*WHAT IS EXPECTED*
Reproduce the article about Alexa chatbots at Marketo's Marketing Nation Summit word for word, in full.

*EXCERPT TO READ*
#####

“Alexa, where’s the coffee?”
This was the most commonly asked question at Marketo’s recent Marketing Nation Summit in San Francisco. And it’s a legitimate one. Coffee is important—especially at a conference.
Marketo recognised this and teamed up with Amazon and event agency, Freeman, to customise Alexa’s conversational applications for its annual event, which usually attracts more than 6,000 marketers and business professionals.
David Haas, technology solutions director at FreemanXP, says his team worked closely with Marketo to better understand delegate needs and uncover what they were most interested in learning on-site.
“We had the challenge of building voice-powered skills [into Alexa], but simultaneously needed to make it fun and engaging,” he says. “We worked with Marketo to understand the ‘voice’, how to word responses, and how ‘fun’ each response could be.”
Essentially, a chatbot offers a way to automatically communicate with people in a personal, contextual way using artificial intelligence. They can run the gamut of relatively simple message-based platforms, to extremely sophisticated voice-powered machines. And the smartest chatbots incorporate machine learning—i.e. the ability to acquire knowledge and information beyond that which is programmed by developers.
For events, chatbots can provide a personalised concierge service for attendees, offer data-driven insight for planners, and even provide a cost-effective engagement platform for sponsors.
According to Olivia Kosasih, senior digital strategy manager at Epicentro, there’s a real opportunity for event planners to harness chatbots for greater attendee engagement.
“The advantage of chatbots in this respect is their speed, accuracy and consistency,” she says.
“When used to respond to first-level queries such as event information, ticket purchases and the weather forecast, a chatbot is available around-the-clock, won’t make errors, can handle multiple conversations simultaneously, and won’t put the delegate on hold to search for information.”
At Marketing Nation Summit, 15 Amazon Echo devices were set up throughout the venue to act as intelligent information stations. To help things run smoothly, brand ambassadors were on hand to encourage attendees to interact with Alexa, and a list of sample questions was also posted next to each station—to help break the ice.

#####

*SOURCE DATA*
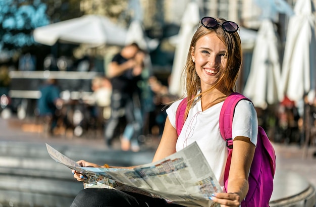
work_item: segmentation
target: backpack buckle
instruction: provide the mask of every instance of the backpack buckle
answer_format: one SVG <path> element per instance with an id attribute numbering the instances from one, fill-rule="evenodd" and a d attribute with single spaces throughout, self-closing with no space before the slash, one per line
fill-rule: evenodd
<path id="1" fill-rule="evenodd" d="M 229 138 L 226 139 L 226 146 L 230 149 L 233 148 L 233 138 Z"/>

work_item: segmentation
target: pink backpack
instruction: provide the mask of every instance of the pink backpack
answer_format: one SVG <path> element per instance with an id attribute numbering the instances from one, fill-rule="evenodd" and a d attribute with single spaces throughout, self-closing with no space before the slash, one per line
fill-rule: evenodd
<path id="1" fill-rule="evenodd" d="M 228 173 L 233 151 L 232 125 L 235 107 L 242 99 L 250 101 L 238 93 L 232 93 L 225 100 L 220 115 L 220 129 L 223 139 L 226 142 L 228 157 L 225 167 L 224 184 L 227 189 Z M 187 104 L 187 98 L 180 104 L 176 114 L 176 127 L 178 135 L 184 124 L 184 112 Z M 241 202 L 242 206 L 269 206 L 269 202 L 273 190 L 273 178 L 276 170 L 276 155 L 264 129 L 258 128 L 258 141 L 248 178 L 249 190 Z"/>

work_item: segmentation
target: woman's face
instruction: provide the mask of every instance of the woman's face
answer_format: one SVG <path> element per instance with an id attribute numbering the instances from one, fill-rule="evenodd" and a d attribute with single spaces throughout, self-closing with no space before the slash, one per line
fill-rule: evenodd
<path id="1" fill-rule="evenodd" d="M 216 74 L 221 67 L 226 67 L 226 46 L 215 33 L 204 36 L 196 42 L 191 56 L 202 91 L 212 87 L 217 80 Z"/>

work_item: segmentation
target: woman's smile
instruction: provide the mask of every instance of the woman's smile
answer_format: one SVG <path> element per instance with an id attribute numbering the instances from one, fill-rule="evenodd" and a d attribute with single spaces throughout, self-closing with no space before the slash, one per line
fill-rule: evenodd
<path id="1" fill-rule="evenodd" d="M 226 46 L 215 33 L 205 35 L 196 42 L 191 55 L 202 90 L 209 88 L 217 80 L 216 75 L 226 66 Z"/>

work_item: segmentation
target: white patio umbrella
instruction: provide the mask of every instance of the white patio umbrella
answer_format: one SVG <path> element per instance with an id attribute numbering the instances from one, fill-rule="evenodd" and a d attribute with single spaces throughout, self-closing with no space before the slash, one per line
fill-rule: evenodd
<path id="1" fill-rule="evenodd" d="M 139 47 L 145 50 L 155 49 L 159 42 L 157 39 L 150 39 L 146 36 L 141 22 L 135 20 L 131 22 L 127 30 L 125 43 L 137 43 Z"/>
<path id="2" fill-rule="evenodd" d="M 280 64 L 278 42 L 272 21 L 264 19 L 258 31 L 250 73 L 243 91 L 254 106 L 262 109 L 279 101 Z"/>
<path id="3" fill-rule="evenodd" d="M 195 2 L 189 3 L 181 21 L 177 44 L 172 66 L 169 92 L 180 97 L 184 94 L 183 81 L 181 78 L 191 40 L 200 20 L 199 7 Z"/>
<path id="4" fill-rule="evenodd" d="M 43 27 L 33 31 L 35 41 L 48 45 L 62 40 L 91 47 L 102 44 L 124 45 L 127 30 L 99 15 L 84 15 Z"/>
<path id="5" fill-rule="evenodd" d="M 316 80 L 315 18 L 311 0 L 297 0 L 294 15 L 290 18 L 282 65 L 280 100 L 287 95 L 291 100 L 308 94 L 315 97 Z"/>

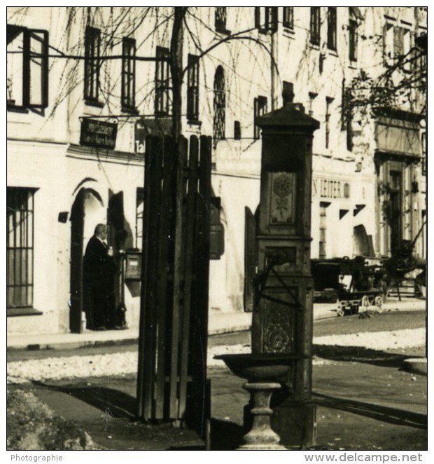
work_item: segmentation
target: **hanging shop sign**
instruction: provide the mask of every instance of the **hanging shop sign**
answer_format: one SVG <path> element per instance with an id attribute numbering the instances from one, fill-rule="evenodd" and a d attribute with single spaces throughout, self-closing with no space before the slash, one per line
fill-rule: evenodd
<path id="1" fill-rule="evenodd" d="M 170 118 L 142 118 L 134 125 L 134 152 L 136 155 L 145 154 L 146 139 L 148 135 L 164 137 L 172 133 Z"/>
<path id="2" fill-rule="evenodd" d="M 116 145 L 117 134 L 116 123 L 85 118 L 81 121 L 80 144 L 113 150 Z"/>
<path id="3" fill-rule="evenodd" d="M 314 177 L 312 196 L 321 198 L 349 198 L 350 184 L 335 179 Z"/>

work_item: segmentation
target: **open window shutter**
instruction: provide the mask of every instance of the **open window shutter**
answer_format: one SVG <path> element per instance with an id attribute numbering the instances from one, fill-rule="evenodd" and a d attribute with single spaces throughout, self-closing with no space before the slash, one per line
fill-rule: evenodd
<path id="1" fill-rule="evenodd" d="M 267 25 L 268 29 L 272 32 L 276 32 L 277 31 L 277 7 L 270 6 L 267 7 L 267 19 L 270 22 L 270 24 Z"/>
<path id="2" fill-rule="evenodd" d="M 404 29 L 399 26 L 393 27 L 393 57 L 399 58 L 404 55 Z"/>
<path id="3" fill-rule="evenodd" d="M 29 86 L 26 97 L 28 106 L 46 108 L 48 106 L 48 32 L 31 29 L 27 32 L 26 36 L 29 46 L 27 64 Z"/>
<path id="4" fill-rule="evenodd" d="M 256 272 L 256 226 L 255 216 L 246 207 L 244 224 L 244 311 L 253 310 L 253 279 Z"/>

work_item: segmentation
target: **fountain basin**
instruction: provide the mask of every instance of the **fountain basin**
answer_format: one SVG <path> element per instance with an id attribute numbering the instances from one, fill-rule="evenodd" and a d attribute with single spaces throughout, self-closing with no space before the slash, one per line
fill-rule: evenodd
<path id="1" fill-rule="evenodd" d="M 243 353 L 214 356 L 236 376 L 249 382 L 276 382 L 283 378 L 300 356 L 288 353 Z"/>

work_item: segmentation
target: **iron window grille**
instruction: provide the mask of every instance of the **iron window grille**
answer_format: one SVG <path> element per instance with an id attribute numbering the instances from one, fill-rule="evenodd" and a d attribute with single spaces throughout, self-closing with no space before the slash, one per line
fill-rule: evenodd
<path id="1" fill-rule="evenodd" d="M 255 27 L 261 34 L 275 32 L 277 30 L 277 13 L 276 6 L 255 6 Z"/>
<path id="2" fill-rule="evenodd" d="M 122 41 L 122 109 L 136 108 L 136 41 L 124 37 Z"/>
<path id="3" fill-rule="evenodd" d="M 329 6 L 327 15 L 327 48 L 336 51 L 337 19 L 335 6 Z"/>
<path id="4" fill-rule="evenodd" d="M 143 247 L 143 222 L 145 191 L 142 187 L 136 190 L 136 248 Z"/>
<path id="5" fill-rule="evenodd" d="M 327 258 L 327 207 L 330 203 L 321 201 L 319 203 L 319 253 L 320 259 Z"/>
<path id="6" fill-rule="evenodd" d="M 199 120 L 199 57 L 188 55 L 187 79 L 187 118 Z"/>
<path id="7" fill-rule="evenodd" d="M 255 111 L 255 120 L 254 120 L 254 135 L 253 138 L 255 140 L 258 140 L 260 137 L 260 130 L 259 126 L 256 124 L 257 118 L 267 113 L 267 97 L 263 97 L 260 95 L 257 98 L 255 98 L 254 102 L 254 111 Z"/>
<path id="8" fill-rule="evenodd" d="M 155 62 L 155 116 L 170 114 L 170 69 L 169 48 L 157 47 Z"/>
<path id="9" fill-rule="evenodd" d="M 101 31 L 88 26 L 85 35 L 85 100 L 99 102 Z"/>
<path id="10" fill-rule="evenodd" d="M 214 76 L 214 119 L 213 140 L 214 147 L 218 140 L 225 139 L 226 119 L 226 93 L 225 88 L 225 71 L 221 66 L 216 70 Z"/>
<path id="11" fill-rule="evenodd" d="M 284 6 L 284 27 L 294 29 L 294 7 Z"/>
<path id="12" fill-rule="evenodd" d="M 214 8 L 214 26 L 217 32 L 230 34 L 230 32 L 226 29 L 227 9 L 226 6 L 216 6 Z"/>
<path id="13" fill-rule="evenodd" d="M 331 97 L 327 97 L 326 99 L 326 148 L 330 146 L 330 107 L 333 102 Z"/>
<path id="14" fill-rule="evenodd" d="M 241 123 L 239 121 L 234 121 L 234 139 L 241 140 Z"/>
<path id="15" fill-rule="evenodd" d="M 348 57 L 350 61 L 357 61 L 357 21 L 350 19 L 348 26 Z"/>
<path id="16" fill-rule="evenodd" d="M 48 106 L 48 32 L 7 25 L 6 107 L 43 109 Z"/>
<path id="17" fill-rule="evenodd" d="M 310 8 L 310 43 L 319 46 L 321 39 L 321 10 L 319 6 Z"/>
<path id="18" fill-rule="evenodd" d="M 34 189 L 8 187 L 6 193 L 7 308 L 31 308 Z"/>

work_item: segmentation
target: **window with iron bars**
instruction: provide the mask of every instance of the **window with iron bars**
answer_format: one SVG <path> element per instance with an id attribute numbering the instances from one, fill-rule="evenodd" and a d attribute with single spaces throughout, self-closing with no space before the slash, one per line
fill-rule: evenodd
<path id="1" fill-rule="evenodd" d="M 218 140 L 225 139 L 226 118 L 226 93 L 225 89 L 225 71 L 221 66 L 216 70 L 214 76 L 214 119 L 213 124 L 213 142 L 214 147 Z"/>
<path id="2" fill-rule="evenodd" d="M 217 32 L 230 34 L 230 32 L 226 29 L 227 10 L 226 6 L 216 6 L 214 8 L 214 25 Z"/>
<path id="3" fill-rule="evenodd" d="M 101 31 L 86 27 L 85 35 L 85 100 L 99 102 Z"/>
<path id="4" fill-rule="evenodd" d="M 136 248 L 143 247 L 143 223 L 145 191 L 142 187 L 136 190 Z"/>
<path id="5" fill-rule="evenodd" d="M 48 32 L 7 25 L 6 107 L 48 106 Z"/>
<path id="6" fill-rule="evenodd" d="M 136 41 L 124 37 L 122 41 L 122 109 L 134 111 L 136 107 Z"/>
<path id="7" fill-rule="evenodd" d="M 294 7 L 284 6 L 284 27 L 294 29 Z"/>
<path id="8" fill-rule="evenodd" d="M 33 306 L 35 189 L 8 187 L 6 193 L 7 307 Z"/>
<path id="9" fill-rule="evenodd" d="M 155 116 L 170 114 L 170 68 L 169 48 L 157 47 L 155 62 Z"/>
<path id="10" fill-rule="evenodd" d="M 327 48 L 336 51 L 337 19 L 335 6 L 329 6 L 327 15 Z"/>
<path id="11" fill-rule="evenodd" d="M 310 43 L 319 45 L 321 38 L 321 9 L 319 6 L 311 6 L 310 8 Z"/>
<path id="12" fill-rule="evenodd" d="M 357 61 L 357 21 L 349 20 L 348 25 L 348 57 L 350 61 Z"/>
<path id="13" fill-rule="evenodd" d="M 275 32 L 277 30 L 277 13 L 276 6 L 255 6 L 255 27 L 262 34 L 269 31 Z"/>
<path id="14" fill-rule="evenodd" d="M 330 203 L 321 201 L 319 203 L 319 254 L 320 259 L 327 258 L 327 207 Z"/>
<path id="15" fill-rule="evenodd" d="M 330 146 L 330 107 L 333 100 L 331 97 L 326 98 L 326 148 Z"/>
<path id="16" fill-rule="evenodd" d="M 258 140 L 260 137 L 260 130 L 259 126 L 256 124 L 256 120 L 262 114 L 267 113 L 267 97 L 263 97 L 260 95 L 257 98 L 255 98 L 254 101 L 254 111 L 255 111 L 255 119 L 254 119 L 254 134 L 253 138 L 255 140 Z"/>
<path id="17" fill-rule="evenodd" d="M 188 55 L 187 78 L 187 119 L 199 120 L 199 57 Z"/>

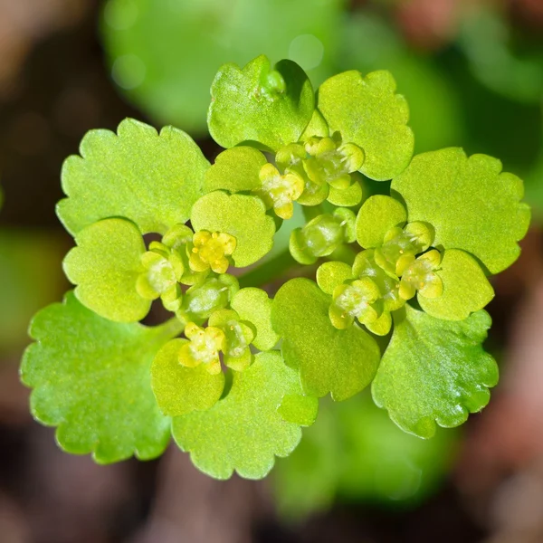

#####

*REPLY TO THE EXERCISE*
“Alexa, where’s the coffee?”
This was the most commonly asked question at Marketo’s recent Marketing Nation Summit in San Francisco. And it’s a legitimate one. Coffee is important—especially at a conference.
Marketo recognised this and teamed up with Amazon and event agency, Freeman, to customise Alexa’s conversational applications for its annual event, which usually attracts more than 6,000 marketers and business professionals.
David Haas, technology solutions director at FreemanXP, says his team worked closely with Marketo to better understand delegate needs and uncover what they were most interested in learning on-site.
“We had the challenge of building voice-powered skills [into Alexa], but simultaneously needed to make it fun and engaging,” he says. “We worked with Marketo to understand the ‘voice’, how to word responses, and how ‘fun’ each response could be.”
Essentially, a chatbot offers a way to automatically communicate with people in a personal, contextual way using artificial intelligence. They can run the gamut of relatively simple message-based platforms, to extremely sophisticated voice-powered machines. And the smartest chatbots incorporate machine learning—i.e. the ability to acquire knowledge and information beyond that which is programmed by developers.
For events, chatbots can provide a personalised concierge service for attendees, offer data-driven insight for planners, and even provide a cost-effective engagement platform for sponsors.
According to Olivia Kosasih, senior digital strategy manager at Epicentro, there’s a real opportunity for event planners to harness chatbots for greater attendee engagement.
“The advantage of chatbots in this respect is their speed, accuracy and consistency,” she says.
“When used to respond to first-level queries such as event information, ticket purchases and the weather forecast, a chatbot is available around-the-clock, won’t make errors, can handle multiple conversations simultaneously, and won’t put the delegate on hold to search for information.”
At Marketing Nation Summit, 15 Amazon Echo devices were set up throughout the venue to act as intelligent information stations. To help things run smoothly, brand ambassadors were on hand to encourage attendees to interact with Alexa, and a list of sample questions was also posted next to each station—to help break the ice.